──────── Source document
Alex
Alex

Reputation: 5276

Google Cloud Tasks 'Create Task' request is throwing ServiceUnavailable: 503

I'm converting my Tasks from AppEngine TaskQueues to Google Cloud Tasks.

The one having problems is an hourly cron job that checks a S3 Bucket for new files. The cron job launches a new task per file found. Those tasks then download their respective files and launch a new task per record in their file.

It it during this fan-out that some of the calls to create_task() seem to fail with ServiceUnavailable: 503 (https://googleapis.dev/python/cloudtasks/latest/gapic/v2/api.html#google.cloud.tasks_v2.CloudTasksClient.create_task)

Heres one

Traceback (most recent call last):
  ...
────────────────
Copy the Cloud Tasks post word for word from "I'm converting my" to "in their file.".
──────── Listed entries
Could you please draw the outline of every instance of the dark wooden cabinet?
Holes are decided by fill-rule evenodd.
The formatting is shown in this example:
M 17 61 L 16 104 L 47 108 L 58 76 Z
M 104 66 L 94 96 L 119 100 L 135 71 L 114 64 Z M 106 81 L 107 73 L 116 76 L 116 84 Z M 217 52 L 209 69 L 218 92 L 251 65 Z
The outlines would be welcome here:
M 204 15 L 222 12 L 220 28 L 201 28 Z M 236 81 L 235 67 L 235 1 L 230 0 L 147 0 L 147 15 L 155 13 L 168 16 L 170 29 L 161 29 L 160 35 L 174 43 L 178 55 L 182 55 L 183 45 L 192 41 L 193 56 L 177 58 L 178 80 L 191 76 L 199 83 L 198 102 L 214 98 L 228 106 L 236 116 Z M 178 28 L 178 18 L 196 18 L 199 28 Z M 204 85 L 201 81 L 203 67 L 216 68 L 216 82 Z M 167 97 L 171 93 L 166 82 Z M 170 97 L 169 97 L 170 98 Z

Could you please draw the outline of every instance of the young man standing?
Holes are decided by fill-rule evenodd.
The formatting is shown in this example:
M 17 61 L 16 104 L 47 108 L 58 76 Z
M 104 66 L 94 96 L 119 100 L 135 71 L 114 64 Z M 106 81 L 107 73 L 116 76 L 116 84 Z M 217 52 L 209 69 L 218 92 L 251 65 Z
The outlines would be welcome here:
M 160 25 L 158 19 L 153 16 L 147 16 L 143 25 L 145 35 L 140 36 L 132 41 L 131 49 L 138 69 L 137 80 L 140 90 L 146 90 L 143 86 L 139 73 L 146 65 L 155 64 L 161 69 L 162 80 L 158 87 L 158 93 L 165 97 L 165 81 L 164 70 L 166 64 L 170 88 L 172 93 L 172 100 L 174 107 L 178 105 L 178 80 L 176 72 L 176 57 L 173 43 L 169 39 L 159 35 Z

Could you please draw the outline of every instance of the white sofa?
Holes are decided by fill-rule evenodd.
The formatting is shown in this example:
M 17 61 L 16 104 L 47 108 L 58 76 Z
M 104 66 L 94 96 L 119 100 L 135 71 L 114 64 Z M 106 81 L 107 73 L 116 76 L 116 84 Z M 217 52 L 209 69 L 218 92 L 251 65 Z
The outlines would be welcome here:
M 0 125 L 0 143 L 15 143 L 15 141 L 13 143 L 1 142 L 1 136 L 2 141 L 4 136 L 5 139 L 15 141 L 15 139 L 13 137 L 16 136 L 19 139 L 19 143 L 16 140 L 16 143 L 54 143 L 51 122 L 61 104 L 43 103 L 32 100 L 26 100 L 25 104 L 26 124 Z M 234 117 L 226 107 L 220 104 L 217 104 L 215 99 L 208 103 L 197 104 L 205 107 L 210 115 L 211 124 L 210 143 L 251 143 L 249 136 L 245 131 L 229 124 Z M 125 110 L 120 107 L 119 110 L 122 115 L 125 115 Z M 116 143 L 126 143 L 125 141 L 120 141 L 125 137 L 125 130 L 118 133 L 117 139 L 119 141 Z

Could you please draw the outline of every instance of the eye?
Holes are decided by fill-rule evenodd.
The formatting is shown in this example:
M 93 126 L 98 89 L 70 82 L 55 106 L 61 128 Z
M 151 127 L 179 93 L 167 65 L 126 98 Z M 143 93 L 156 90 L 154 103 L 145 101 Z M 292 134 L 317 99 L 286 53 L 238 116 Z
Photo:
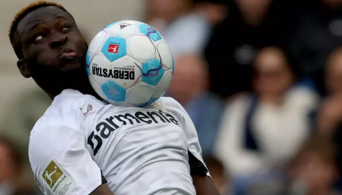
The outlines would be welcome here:
M 65 32 L 67 31 L 68 30 L 70 29 L 71 28 L 70 26 L 64 26 L 62 29 L 62 32 Z
M 35 41 L 38 41 L 39 40 L 41 40 L 43 39 L 44 38 L 43 35 L 38 35 L 37 37 L 36 37 L 36 39 L 35 39 Z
────────────────
** Answer **
I'm converting my Tasks from AppEngine TaskQueues to Google Cloud Tasks.

The one having problems is an hourly cron job that checks a S3 Bucket for new files. The cron job launches a new task per file found. Those tasks then download their respective files and launch a new task per record in their file.